Entries taken from a collection
- - -

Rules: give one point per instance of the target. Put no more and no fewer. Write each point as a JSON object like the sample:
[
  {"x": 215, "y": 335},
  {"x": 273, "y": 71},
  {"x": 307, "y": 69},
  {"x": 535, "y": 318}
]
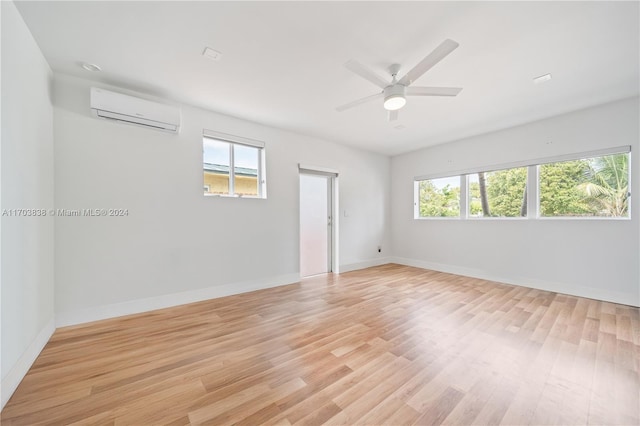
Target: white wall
[
  {"x": 591, "y": 258},
  {"x": 176, "y": 245},
  {"x": 27, "y": 299}
]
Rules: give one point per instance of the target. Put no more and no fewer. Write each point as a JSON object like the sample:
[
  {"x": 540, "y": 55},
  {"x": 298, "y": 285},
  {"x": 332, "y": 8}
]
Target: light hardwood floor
[{"x": 389, "y": 345}]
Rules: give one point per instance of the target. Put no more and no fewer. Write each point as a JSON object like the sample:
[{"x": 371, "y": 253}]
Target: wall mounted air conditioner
[{"x": 136, "y": 111}]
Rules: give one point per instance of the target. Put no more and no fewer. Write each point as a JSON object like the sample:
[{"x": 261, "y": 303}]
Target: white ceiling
[{"x": 282, "y": 62}]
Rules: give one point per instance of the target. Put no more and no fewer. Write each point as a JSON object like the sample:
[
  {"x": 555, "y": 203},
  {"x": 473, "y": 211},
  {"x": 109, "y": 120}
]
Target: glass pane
[
  {"x": 440, "y": 197},
  {"x": 500, "y": 193},
  {"x": 246, "y": 169},
  {"x": 215, "y": 162},
  {"x": 588, "y": 187}
]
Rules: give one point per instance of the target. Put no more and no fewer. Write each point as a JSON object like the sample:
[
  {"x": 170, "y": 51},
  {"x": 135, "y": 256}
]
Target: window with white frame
[
  {"x": 588, "y": 185},
  {"x": 439, "y": 197},
  {"x": 233, "y": 166},
  {"x": 498, "y": 193}
]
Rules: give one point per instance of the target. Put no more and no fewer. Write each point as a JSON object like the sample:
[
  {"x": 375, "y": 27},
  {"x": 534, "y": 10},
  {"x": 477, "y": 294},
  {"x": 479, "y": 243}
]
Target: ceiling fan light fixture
[
  {"x": 394, "y": 97},
  {"x": 393, "y": 103}
]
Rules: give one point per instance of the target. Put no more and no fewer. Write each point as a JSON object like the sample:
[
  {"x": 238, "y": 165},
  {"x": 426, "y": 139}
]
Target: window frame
[
  {"x": 533, "y": 186},
  {"x": 234, "y": 140}
]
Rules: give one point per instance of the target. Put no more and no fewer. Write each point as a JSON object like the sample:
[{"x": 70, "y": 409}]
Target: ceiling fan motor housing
[{"x": 394, "y": 97}]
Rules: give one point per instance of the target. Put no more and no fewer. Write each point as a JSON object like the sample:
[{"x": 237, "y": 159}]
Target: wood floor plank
[{"x": 389, "y": 345}]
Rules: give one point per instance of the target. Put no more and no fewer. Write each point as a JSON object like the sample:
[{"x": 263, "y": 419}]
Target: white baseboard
[
  {"x": 13, "y": 378},
  {"x": 588, "y": 292},
  {"x": 97, "y": 313},
  {"x": 366, "y": 264}
]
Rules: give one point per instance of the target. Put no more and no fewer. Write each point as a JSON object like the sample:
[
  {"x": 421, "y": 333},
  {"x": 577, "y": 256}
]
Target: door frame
[{"x": 332, "y": 176}]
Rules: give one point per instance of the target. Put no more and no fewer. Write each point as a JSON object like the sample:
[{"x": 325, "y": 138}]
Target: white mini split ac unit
[{"x": 136, "y": 111}]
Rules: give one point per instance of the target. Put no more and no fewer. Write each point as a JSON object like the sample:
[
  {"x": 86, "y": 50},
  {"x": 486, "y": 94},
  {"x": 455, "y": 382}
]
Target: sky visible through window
[{"x": 217, "y": 152}]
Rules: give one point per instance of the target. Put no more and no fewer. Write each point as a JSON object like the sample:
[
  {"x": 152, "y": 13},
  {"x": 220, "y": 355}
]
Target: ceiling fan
[{"x": 395, "y": 93}]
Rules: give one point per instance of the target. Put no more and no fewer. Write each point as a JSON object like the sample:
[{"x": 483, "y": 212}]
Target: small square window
[{"x": 232, "y": 169}]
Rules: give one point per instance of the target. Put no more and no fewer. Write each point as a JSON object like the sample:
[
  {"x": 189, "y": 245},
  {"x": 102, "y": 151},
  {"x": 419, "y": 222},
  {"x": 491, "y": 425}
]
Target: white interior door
[{"x": 315, "y": 224}]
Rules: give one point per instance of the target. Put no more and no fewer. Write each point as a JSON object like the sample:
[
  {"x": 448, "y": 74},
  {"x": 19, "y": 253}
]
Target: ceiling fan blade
[
  {"x": 359, "y": 101},
  {"x": 429, "y": 61},
  {"x": 433, "y": 91},
  {"x": 366, "y": 73}
]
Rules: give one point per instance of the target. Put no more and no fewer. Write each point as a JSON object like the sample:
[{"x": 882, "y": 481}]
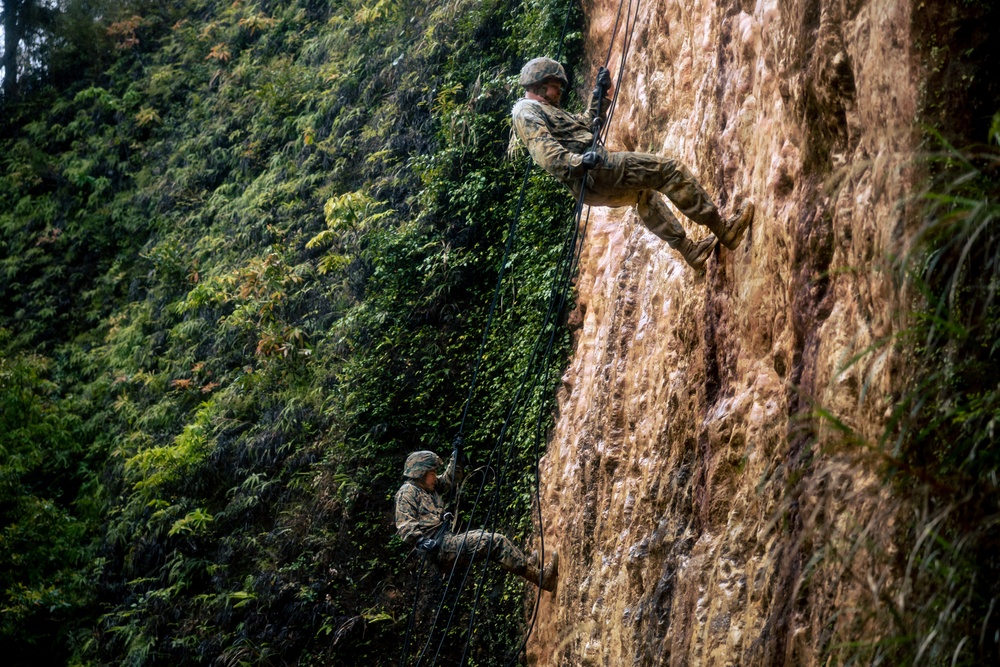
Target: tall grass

- - -

## [Your instructions]
An exact copy of every entry, pictures left out, is what to write here.

## [Task solution]
Rules: give one point per instance of the target. Put no more and no fewer. Write each point as a JSON object like the sample:
[
  {"x": 215, "y": 335},
  {"x": 273, "y": 71},
  {"x": 307, "y": 69},
  {"x": 535, "y": 318}
]
Target: white wall
[
  {"x": 591, "y": 258},
  {"x": 176, "y": 245},
  {"x": 27, "y": 299}
]
Rules: give one point per instance of the target. Put no more and no fewer. Write each point as a JSON object like the sample:
[
  {"x": 540, "y": 55},
  {"x": 298, "y": 285},
  {"x": 332, "y": 8}
]
Target: light hardwood floor
[{"x": 389, "y": 345}]
Rules: give one point per instance of the target. Put no more and no fewer. Write each point as a JSON object like the sample:
[{"x": 371, "y": 253}]
Target: wall mounted air conditioner
[{"x": 136, "y": 111}]
Rules: give one point per instance of the target. Put no more and no fewer. Write each point as a JSON object like the sample:
[{"x": 261, "y": 303}]
Target: white ceiling
[{"x": 282, "y": 62}]
Rules: give one point per instance of the target. Put no more and no fewer. Write each point as a JSON object like the sample:
[
  {"x": 555, "y": 203},
  {"x": 473, "y": 211},
  {"x": 109, "y": 120}
]
Target: glass pane
[
  {"x": 440, "y": 197},
  {"x": 500, "y": 193},
  {"x": 246, "y": 169},
  {"x": 215, "y": 162},
  {"x": 588, "y": 187}
]
Rules: give one point per instance of the target. Put no more and no fewer. Write each point as a JSON object like the sample:
[
  {"x": 170, "y": 51},
  {"x": 135, "y": 256}
]
Target: window with white frame
[
  {"x": 588, "y": 185},
  {"x": 439, "y": 197},
  {"x": 233, "y": 166},
  {"x": 498, "y": 193}
]
Rules: give one point per instance of the target. Put no more and no fewer. Write each point as a JSON object like the sample:
[
  {"x": 375, "y": 27},
  {"x": 534, "y": 10},
  {"x": 477, "y": 294},
  {"x": 479, "y": 243}
]
Target: ceiling fan light fixture
[
  {"x": 394, "y": 97},
  {"x": 393, "y": 103}
]
Rules: give one point per instance of the target. Put no more and no fewer. Write each point as a JSON object like the sample:
[
  {"x": 238, "y": 165},
  {"x": 426, "y": 139}
]
Target: window frame
[
  {"x": 533, "y": 186},
  {"x": 234, "y": 140}
]
Rules: give one point per instance of the target. Put no more and no fewer. Write each point as a JSON object like the sample:
[{"x": 70, "y": 409}]
Target: ceiling fan motor housing
[{"x": 394, "y": 97}]
Rules: give one point per instance of the target. Put no more and no fewer. Write each point as a JSON object like the sample:
[{"x": 237, "y": 159}]
Target: wood floor plank
[{"x": 389, "y": 345}]
Rules: give one point per instance of the target. Put no more and no fewer. Write each point as a JSON object like the sample:
[{"x": 263, "y": 419}]
Target: white baseboard
[
  {"x": 13, "y": 378},
  {"x": 588, "y": 292},
  {"x": 97, "y": 313},
  {"x": 366, "y": 264}
]
Rules: give one point per instance of the target. Put no more and no fewer. Write each point as a JSON object like the sample:
[
  {"x": 421, "y": 333},
  {"x": 577, "y": 256}
]
Target: door frame
[{"x": 332, "y": 176}]
Rules: give one point per instance of the target. Put no more and no fewer. Write each point as a JSON object like the sample:
[{"x": 325, "y": 138}]
Target: white mini split ac unit
[{"x": 136, "y": 111}]
Rules: give one point per instance of the target. Put no more and no fewer. Write each point as a JSON object like the sample:
[
  {"x": 86, "y": 50},
  {"x": 486, "y": 94},
  {"x": 455, "y": 382}
]
Target: sky visible through window
[{"x": 217, "y": 152}]
Rules: give one point per instance of the target. Put no more and no fewer. Write each point as a JSON object like the sample:
[
  {"x": 152, "y": 13},
  {"x": 220, "y": 355}
]
Target: ceiling fan
[{"x": 395, "y": 93}]
Rules: give one point per instance of the target. Put no more and no fewer. Write each point as a JSON object like the sample:
[{"x": 483, "y": 212}]
Target: small square window
[{"x": 232, "y": 169}]
Rules: give one point per instance of the target. Put no more and no fewer. Write each point as a JSON object like the sample:
[
  {"x": 189, "y": 245},
  {"x": 102, "y": 151},
  {"x": 419, "y": 222},
  {"x": 491, "y": 425}
]
Target: white interior door
[{"x": 315, "y": 224}]
Rules: give one point per instance of the target. Put no more and no fewer. Write each point as a JSON object like the sample:
[
  {"x": 448, "y": 74},
  {"x": 19, "y": 253}
]
Target: ceiling fan blade
[
  {"x": 359, "y": 101},
  {"x": 429, "y": 61},
  {"x": 433, "y": 91},
  {"x": 366, "y": 73}
]
Rules: give one point per instance of the target. Put no more and no fewer. Write each point as a JSON object like the sample:
[{"x": 882, "y": 481}]
Target: tall grass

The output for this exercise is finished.